● DATA SUPPLIED
+++

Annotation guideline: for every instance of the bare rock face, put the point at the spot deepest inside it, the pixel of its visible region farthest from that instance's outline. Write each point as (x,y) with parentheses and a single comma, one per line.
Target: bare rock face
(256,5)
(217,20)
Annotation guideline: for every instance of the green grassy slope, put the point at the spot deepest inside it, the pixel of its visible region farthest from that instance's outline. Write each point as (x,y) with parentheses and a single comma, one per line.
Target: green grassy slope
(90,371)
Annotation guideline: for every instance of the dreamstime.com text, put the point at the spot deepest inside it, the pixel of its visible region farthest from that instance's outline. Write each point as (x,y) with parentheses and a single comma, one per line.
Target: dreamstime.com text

+++

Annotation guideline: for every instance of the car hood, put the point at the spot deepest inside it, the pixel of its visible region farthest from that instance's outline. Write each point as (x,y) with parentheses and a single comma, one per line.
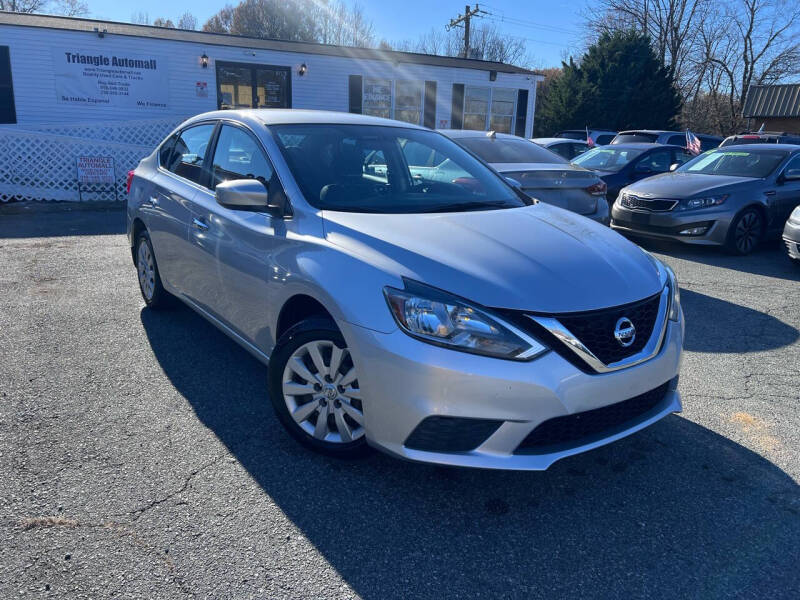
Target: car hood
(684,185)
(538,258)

+++

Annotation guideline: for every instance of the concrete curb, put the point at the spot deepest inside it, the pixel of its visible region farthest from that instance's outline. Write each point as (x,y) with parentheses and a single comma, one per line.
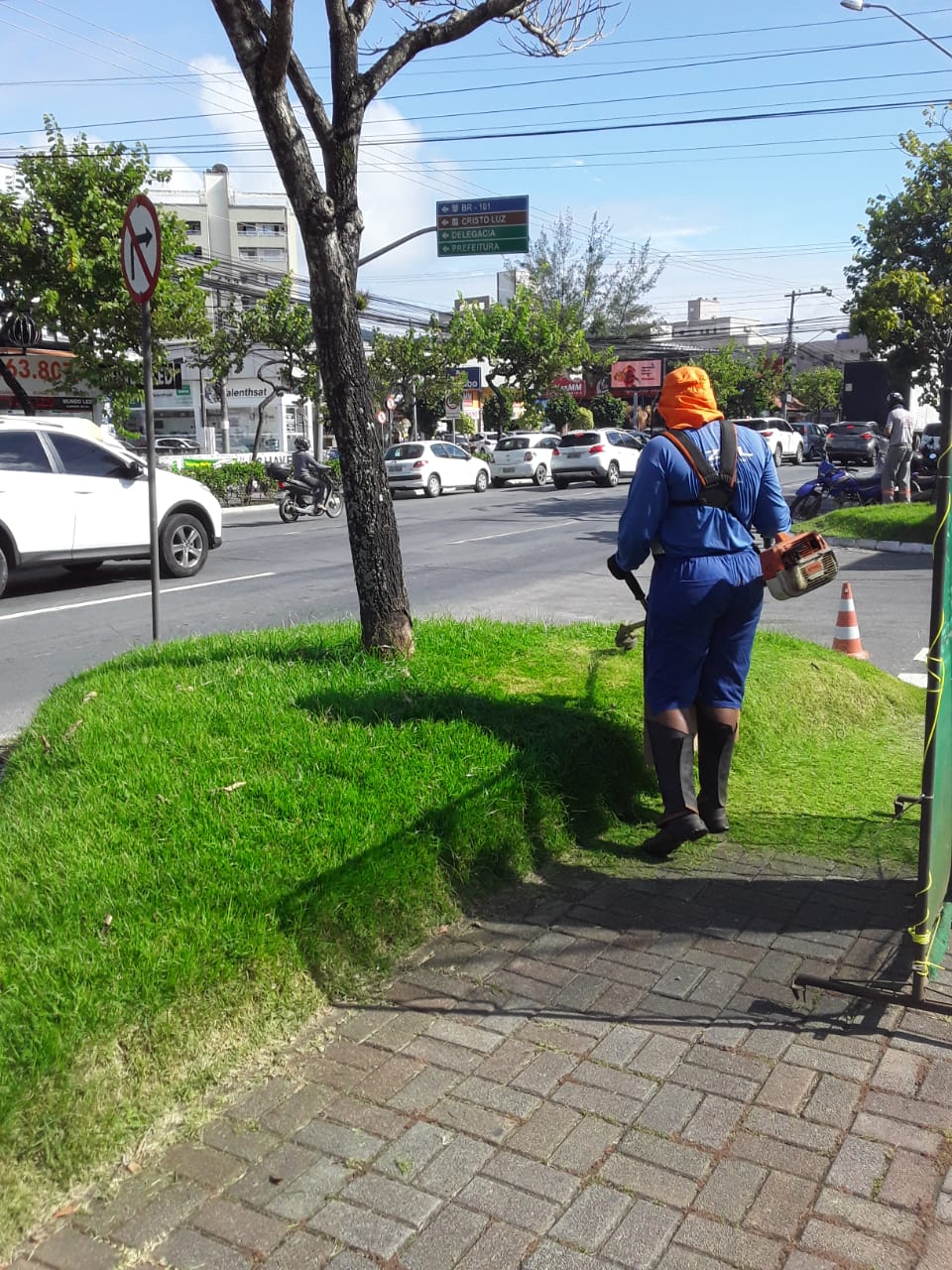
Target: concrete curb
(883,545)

+++

● JOB
Collect every line in the rows above that contains the word "text", and copy each of those lines in full.

● FINISHED TASK
Annotation guideline: for every instance of the dreamstime.com text, put the point at the spot deepest inside it, the pixel of its visible region farthest from that instance's outline. Write each point as (x,y) with parentheses and a single comma, one per line.
Target: dreamstime.com text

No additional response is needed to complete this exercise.